Start Input
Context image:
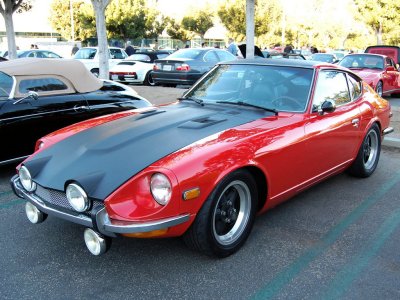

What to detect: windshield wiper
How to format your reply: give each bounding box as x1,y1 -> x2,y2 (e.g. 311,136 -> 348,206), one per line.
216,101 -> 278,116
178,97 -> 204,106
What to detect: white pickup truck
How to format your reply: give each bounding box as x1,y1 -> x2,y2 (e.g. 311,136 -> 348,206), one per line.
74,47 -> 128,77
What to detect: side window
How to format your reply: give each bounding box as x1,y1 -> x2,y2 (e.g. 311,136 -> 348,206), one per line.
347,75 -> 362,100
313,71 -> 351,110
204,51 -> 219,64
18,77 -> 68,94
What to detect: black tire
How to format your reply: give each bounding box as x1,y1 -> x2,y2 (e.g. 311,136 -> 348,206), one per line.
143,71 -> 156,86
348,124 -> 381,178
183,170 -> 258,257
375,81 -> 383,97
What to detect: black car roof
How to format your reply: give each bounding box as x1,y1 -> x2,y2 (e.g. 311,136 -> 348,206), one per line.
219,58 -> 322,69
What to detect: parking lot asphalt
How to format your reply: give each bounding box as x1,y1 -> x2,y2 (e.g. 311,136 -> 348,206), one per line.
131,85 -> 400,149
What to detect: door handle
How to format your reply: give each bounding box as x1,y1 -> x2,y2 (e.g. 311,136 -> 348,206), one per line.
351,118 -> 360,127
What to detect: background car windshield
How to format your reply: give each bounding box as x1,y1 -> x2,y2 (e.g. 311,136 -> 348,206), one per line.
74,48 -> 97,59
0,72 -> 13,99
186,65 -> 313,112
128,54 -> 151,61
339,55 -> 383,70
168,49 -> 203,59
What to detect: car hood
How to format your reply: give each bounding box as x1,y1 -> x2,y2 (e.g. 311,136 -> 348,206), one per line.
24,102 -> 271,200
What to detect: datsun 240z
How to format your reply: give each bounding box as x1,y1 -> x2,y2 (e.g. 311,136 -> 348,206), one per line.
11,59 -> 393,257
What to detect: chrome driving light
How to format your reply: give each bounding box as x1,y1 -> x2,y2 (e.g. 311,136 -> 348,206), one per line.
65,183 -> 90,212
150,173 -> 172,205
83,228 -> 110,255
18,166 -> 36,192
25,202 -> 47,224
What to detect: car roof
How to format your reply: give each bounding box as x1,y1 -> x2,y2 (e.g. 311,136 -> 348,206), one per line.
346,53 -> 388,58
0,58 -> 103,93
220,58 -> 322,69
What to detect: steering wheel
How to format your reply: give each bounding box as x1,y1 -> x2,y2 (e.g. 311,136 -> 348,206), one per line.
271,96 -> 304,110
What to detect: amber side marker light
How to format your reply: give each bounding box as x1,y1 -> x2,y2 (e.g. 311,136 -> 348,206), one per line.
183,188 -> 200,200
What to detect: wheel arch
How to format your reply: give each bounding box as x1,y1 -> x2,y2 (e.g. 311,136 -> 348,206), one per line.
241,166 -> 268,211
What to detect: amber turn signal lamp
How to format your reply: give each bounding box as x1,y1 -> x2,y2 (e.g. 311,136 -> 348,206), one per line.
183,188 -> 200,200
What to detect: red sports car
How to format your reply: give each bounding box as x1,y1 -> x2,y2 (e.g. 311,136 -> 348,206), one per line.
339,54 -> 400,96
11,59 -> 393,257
End Input
Start Input
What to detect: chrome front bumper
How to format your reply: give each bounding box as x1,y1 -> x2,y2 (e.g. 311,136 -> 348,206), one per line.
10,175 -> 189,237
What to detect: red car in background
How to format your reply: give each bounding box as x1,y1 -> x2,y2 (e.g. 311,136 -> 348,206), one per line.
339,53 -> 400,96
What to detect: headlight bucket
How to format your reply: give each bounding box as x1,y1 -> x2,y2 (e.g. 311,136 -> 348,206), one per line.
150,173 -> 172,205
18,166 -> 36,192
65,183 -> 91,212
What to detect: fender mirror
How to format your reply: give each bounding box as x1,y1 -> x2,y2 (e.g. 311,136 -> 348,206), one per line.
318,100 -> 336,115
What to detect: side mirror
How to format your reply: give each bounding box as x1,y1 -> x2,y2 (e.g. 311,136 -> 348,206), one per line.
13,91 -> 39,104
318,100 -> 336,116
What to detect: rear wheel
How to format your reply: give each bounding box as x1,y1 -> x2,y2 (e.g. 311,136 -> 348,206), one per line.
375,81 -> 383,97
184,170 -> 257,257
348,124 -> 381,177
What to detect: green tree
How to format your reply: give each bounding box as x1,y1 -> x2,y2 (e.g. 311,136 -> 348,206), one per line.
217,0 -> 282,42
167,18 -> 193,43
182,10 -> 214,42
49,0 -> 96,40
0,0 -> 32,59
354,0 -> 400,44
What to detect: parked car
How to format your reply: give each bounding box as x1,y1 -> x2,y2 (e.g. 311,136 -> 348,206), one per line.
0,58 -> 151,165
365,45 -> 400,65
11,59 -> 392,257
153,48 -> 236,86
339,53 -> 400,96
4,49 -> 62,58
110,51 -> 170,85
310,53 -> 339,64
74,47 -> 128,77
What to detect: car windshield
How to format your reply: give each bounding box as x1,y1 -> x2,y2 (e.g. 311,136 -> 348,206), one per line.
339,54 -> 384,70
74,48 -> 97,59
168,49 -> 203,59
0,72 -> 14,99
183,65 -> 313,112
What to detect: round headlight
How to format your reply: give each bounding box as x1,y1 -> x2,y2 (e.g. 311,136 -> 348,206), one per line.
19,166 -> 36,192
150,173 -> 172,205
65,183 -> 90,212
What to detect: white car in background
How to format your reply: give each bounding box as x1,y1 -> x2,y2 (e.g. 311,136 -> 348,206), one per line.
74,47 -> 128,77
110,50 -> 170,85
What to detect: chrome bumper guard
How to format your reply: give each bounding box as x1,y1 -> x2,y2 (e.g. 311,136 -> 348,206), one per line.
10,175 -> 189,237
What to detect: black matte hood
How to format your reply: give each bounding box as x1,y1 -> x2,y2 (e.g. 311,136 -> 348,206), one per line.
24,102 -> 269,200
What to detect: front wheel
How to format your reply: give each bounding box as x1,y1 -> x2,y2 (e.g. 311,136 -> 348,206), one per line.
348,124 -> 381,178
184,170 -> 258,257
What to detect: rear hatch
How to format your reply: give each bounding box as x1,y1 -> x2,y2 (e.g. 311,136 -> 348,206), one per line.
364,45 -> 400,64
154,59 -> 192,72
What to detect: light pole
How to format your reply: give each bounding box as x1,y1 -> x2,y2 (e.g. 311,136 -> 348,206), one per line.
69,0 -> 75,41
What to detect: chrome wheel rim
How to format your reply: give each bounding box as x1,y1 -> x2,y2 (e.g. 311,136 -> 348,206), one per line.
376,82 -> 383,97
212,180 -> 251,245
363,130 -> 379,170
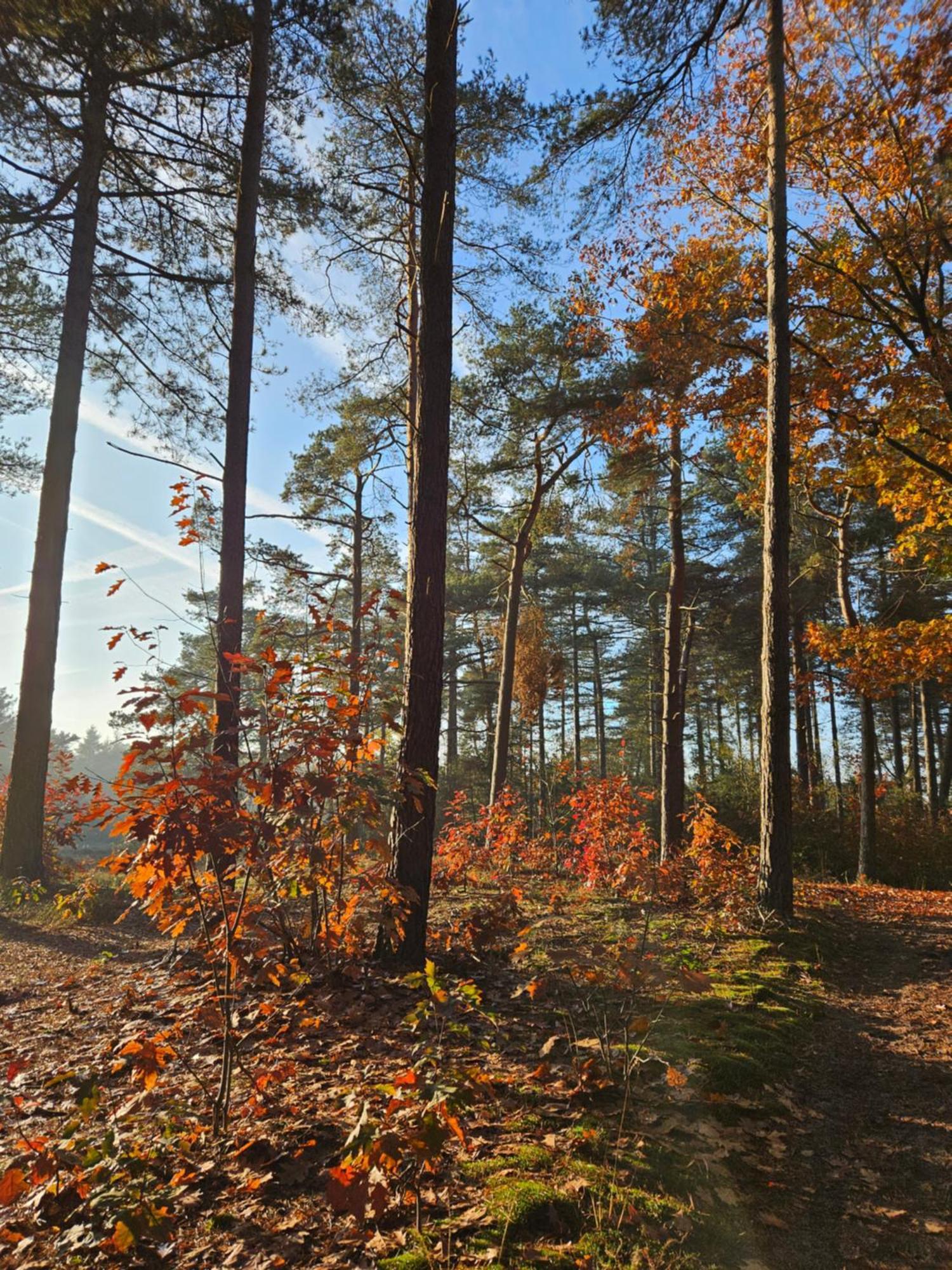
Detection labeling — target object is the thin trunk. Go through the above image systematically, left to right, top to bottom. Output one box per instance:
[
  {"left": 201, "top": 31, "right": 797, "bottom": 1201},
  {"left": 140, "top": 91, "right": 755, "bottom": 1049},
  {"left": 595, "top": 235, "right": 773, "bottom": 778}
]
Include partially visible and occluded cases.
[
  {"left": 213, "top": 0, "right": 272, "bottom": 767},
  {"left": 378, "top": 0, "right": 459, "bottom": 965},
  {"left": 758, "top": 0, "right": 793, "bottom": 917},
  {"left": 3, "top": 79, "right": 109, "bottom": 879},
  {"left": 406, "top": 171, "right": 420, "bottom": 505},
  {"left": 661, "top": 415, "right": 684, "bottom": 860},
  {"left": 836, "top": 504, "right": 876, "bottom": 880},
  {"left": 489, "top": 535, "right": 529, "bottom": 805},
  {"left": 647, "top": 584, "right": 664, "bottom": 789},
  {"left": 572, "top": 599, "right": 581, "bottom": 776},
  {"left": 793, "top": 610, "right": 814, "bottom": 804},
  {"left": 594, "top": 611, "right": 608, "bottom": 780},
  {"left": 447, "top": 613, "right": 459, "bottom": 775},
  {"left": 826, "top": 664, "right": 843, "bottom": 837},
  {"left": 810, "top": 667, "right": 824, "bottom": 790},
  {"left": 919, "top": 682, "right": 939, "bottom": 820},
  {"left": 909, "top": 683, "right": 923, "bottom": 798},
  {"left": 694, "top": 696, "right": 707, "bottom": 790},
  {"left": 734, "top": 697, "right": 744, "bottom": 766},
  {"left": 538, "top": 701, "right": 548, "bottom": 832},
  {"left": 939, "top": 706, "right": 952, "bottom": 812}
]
End Input
Start Input
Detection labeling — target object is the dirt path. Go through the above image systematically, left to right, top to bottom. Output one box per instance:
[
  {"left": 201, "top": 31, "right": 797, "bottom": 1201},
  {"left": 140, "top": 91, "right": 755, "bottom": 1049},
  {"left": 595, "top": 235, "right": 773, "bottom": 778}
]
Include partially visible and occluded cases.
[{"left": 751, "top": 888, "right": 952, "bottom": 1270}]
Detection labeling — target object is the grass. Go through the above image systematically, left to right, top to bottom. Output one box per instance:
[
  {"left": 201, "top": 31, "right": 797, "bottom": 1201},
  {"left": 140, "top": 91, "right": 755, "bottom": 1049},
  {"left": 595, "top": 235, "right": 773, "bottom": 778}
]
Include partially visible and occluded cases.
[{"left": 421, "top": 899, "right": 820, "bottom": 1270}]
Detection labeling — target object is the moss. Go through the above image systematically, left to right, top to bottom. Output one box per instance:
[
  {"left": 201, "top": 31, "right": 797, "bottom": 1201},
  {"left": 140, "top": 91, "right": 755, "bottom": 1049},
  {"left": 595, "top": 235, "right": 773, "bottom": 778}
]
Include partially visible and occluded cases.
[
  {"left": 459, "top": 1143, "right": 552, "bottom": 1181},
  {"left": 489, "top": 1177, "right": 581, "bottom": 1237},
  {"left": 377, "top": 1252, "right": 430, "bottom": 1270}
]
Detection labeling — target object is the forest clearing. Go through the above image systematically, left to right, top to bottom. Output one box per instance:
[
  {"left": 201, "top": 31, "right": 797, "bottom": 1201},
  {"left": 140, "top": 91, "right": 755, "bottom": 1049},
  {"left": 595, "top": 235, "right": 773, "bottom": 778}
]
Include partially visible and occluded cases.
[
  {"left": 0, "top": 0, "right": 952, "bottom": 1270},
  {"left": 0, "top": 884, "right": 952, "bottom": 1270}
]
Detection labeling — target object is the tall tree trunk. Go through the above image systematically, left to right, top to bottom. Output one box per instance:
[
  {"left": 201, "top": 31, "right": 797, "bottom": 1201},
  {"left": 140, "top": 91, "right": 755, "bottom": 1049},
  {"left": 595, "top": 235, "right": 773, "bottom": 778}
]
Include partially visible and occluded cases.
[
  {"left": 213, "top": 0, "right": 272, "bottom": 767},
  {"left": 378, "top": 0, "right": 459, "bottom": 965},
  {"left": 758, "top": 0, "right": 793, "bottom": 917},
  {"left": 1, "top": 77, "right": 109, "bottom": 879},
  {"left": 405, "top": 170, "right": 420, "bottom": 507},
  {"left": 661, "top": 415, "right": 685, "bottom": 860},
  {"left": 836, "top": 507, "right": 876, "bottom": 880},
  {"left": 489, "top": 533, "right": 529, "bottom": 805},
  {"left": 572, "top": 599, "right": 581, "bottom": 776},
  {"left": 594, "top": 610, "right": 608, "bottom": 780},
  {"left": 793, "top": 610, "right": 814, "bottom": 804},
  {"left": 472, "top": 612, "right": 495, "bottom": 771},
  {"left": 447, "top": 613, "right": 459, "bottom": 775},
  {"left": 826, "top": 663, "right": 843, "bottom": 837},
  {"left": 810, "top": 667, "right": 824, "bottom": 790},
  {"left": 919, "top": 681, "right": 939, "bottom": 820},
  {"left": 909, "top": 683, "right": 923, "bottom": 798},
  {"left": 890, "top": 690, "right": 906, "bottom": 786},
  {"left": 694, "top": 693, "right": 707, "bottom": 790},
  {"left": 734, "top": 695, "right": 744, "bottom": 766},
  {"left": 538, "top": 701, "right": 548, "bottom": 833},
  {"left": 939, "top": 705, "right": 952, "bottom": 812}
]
End Input
Aim
Recast the lines as a JSON list of strings, one string per line and blank lines left out, beginning with the line that contains "What to detect: rear hatch" and continuing through the line that contains "363,130 -> 379,170".

Task result
[
  "What to detect: rear hatch",
  "How to format your reply: give each bounding box as x1,y1 -> x2,y2 (e.g. 311,136 -> 348,206), one per line.",
  "364,45 -> 400,64",
  "154,59 -> 192,72",
  "What to detect: light pole",
  "How to format your reply: give each bounding box as x1,y1 -> x2,y2 (e.g. 311,136 -> 348,206), one per line.",
  "69,0 -> 75,41",
  "What to detect: chrome wheel rim",
  "How to format your reply: give each bounding box as x1,y1 -> x2,y2 (e.g. 311,136 -> 348,206), one per line.",
  "376,82 -> 383,97",
  "212,180 -> 251,245",
  "363,130 -> 379,170"
]